Leave every image behind and restate the data word for word.

(Entries taken from a collection)
*** Begin section ***

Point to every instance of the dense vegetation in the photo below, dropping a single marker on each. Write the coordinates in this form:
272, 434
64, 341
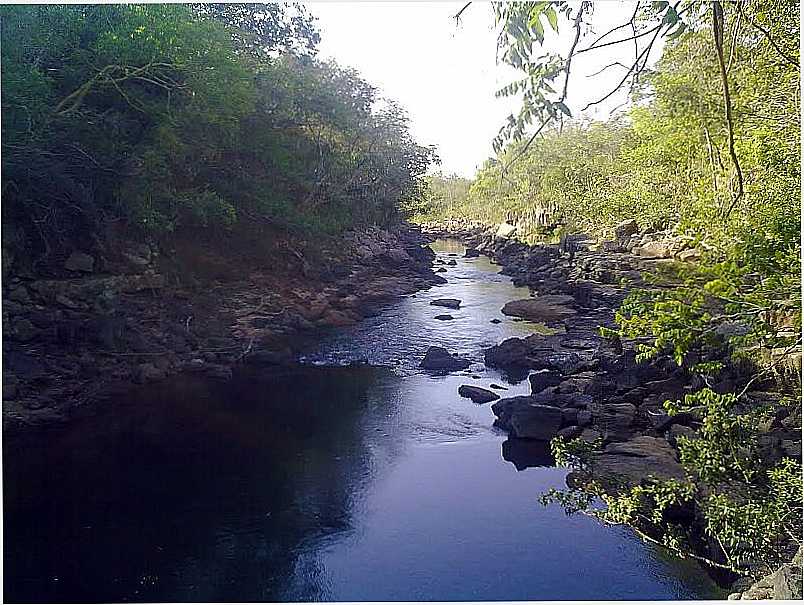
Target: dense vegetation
668, 163
156, 118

*** End section ***

Written reply:
Point to every instance of the dense vegetation in the photo below, dropping a single marker on each. Write the coordinates in this form:
272, 434
64, 341
Target: dense vegetation
668, 163
156, 118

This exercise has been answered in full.